**Exercise requirements**. Your job is to set down the stretch of entries that opens with the line containing "For the audit, pick out each instance of the plain" and closes with the line containing "Target: plain wall backdrop". Keep both end lines, copy each exactly, and add nothing.

**Material for this task**.
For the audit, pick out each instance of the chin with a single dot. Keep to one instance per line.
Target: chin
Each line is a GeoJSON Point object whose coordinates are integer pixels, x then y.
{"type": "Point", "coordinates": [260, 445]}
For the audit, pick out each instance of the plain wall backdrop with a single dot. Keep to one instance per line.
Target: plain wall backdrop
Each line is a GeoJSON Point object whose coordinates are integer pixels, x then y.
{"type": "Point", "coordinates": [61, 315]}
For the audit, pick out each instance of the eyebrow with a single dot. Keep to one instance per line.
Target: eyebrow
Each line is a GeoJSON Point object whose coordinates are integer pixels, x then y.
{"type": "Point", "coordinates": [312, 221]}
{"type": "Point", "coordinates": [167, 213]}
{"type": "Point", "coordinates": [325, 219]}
...
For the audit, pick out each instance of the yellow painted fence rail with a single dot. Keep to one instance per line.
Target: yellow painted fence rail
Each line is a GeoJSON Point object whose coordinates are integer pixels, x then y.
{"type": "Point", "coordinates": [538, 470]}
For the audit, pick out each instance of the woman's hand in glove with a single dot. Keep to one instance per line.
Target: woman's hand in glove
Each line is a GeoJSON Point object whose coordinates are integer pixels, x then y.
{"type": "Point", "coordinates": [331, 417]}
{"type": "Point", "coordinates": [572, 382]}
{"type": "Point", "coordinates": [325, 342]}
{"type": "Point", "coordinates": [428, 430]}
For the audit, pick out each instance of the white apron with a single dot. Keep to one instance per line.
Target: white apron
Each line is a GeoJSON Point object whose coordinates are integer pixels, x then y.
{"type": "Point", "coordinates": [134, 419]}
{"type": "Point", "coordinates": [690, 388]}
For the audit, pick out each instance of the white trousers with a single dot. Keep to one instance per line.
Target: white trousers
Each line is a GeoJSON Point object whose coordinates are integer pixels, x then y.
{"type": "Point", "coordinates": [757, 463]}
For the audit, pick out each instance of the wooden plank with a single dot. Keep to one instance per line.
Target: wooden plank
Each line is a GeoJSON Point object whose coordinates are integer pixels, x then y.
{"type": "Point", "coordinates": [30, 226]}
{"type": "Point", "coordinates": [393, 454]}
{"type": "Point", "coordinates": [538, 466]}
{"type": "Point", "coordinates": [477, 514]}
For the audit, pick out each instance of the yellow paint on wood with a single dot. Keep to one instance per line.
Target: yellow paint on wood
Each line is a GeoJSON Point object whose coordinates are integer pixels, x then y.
==
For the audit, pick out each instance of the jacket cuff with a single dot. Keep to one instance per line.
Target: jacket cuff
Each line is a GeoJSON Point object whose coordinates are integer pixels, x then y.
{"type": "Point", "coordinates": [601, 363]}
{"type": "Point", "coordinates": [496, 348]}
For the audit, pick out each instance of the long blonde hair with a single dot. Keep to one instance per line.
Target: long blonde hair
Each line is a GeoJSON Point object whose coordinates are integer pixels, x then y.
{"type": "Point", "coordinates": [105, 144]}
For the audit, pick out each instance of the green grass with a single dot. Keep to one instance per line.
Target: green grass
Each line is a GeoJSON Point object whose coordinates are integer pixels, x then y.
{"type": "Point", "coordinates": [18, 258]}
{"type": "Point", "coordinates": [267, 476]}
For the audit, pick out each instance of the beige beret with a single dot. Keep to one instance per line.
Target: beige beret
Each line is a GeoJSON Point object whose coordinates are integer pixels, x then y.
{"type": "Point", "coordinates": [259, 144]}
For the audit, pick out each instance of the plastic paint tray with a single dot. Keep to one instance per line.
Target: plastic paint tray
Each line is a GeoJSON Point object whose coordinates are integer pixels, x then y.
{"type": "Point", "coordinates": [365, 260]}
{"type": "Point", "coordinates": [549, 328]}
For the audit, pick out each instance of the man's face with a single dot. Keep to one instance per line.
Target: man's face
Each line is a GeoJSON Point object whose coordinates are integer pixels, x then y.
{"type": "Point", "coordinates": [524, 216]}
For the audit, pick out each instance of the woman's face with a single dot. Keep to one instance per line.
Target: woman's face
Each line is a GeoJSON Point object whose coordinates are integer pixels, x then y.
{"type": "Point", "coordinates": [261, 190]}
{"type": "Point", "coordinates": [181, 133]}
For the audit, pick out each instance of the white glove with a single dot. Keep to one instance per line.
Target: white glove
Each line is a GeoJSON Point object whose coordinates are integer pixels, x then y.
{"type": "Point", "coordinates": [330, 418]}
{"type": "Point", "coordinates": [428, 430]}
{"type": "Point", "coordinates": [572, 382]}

**Solution to this exercise**.
For the audit, pick out each instance of the plain wall backdrop with a single dot. Keep to one instance per line.
Target: plain wall backdrop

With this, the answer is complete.